O SEU OBJETIVO – Reproduza sem alterações o trecho do texto sobre o Vale do Infulene que começa nas palavras que contêm "De regresso ao" e termina em "deixar qualquer rasto.".

TEXTO DO EXERCÍCIO –
* * *
De regresso ao Infulene!

 No Vale do Infulene, há 3 coisas marcantes que não podem varrer-se da memória a quem ali viveu, na década de 60 do século passado. A primeira e mais sinistra de todas é a penitenciária que serviu para a PIDE lá enfiar todo o bicho careta que fosse a favor da libertação dessa nossa colónia do jugo colonial salazarista.

Depois da independência, o Samora Machel fez o mesmo e todos os inimigos do novo país independente que ousavam manifestar a sua opinião batiam lá com os ossos e muitos desapareceram sem deixar qualquer rasto.



A segunda era a Estação Radionaval da Machava que, a partir de 1962, incluía também o quartel de fuzileiros. As duas ficavam costas com costas, a primeira do lado poente e a segunda do ado nascente.



A terceira coisa que foi construída em meados dessa década - eu estive em Portugal de Abril a Outubro de 1965 - quando de lá saí, em fins de Março, não havia estádio e quando lá cheguei, por alturas do Natal, estava ele pronto a ser inaugurado.
* * *
INFORMAÇÃO FORNECIDA –

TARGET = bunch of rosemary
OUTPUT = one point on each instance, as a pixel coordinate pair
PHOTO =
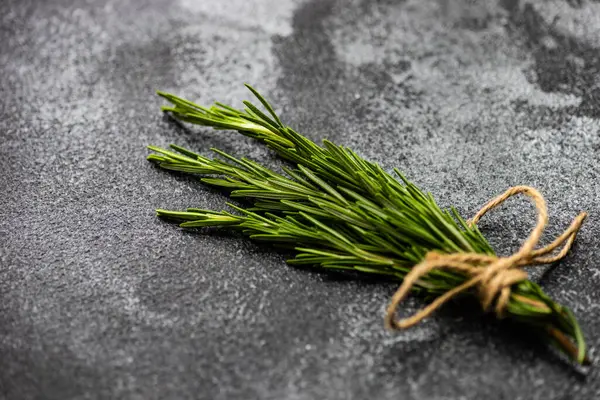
(339, 211)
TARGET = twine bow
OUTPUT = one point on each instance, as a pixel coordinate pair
(494, 276)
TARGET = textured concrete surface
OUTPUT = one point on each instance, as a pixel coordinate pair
(99, 299)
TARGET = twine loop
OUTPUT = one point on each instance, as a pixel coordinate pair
(493, 276)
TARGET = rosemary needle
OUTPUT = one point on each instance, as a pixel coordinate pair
(340, 211)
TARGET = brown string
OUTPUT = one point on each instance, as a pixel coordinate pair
(492, 275)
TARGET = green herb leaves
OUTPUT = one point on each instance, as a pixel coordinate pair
(340, 211)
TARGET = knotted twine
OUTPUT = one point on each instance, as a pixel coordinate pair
(492, 275)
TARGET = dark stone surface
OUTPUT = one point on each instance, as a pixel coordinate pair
(100, 299)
* * *
RESOLUÇÃO DA TAREFA –
De regresso ao Infulene!

 No Vale do Infulene, há 3 coisas marcantes que não podem varrer-se da memória a quem ali viveu, na década de 60 do século passado. A primeira e mais sinistra de todas é a penitenciária que serviu para a PIDE lá enfiar todo o bicho careta que fosse a favor da libertação dessa nossa colónia do jugo colonial salazarista.

Depois da independência, o Samora Machel fez o mesmo e todos os inimigos do novo país independente que ousavam manifestar a sua opinião batiam lá com os ossos e muitos desapareceram sem deixar qualquer rasto.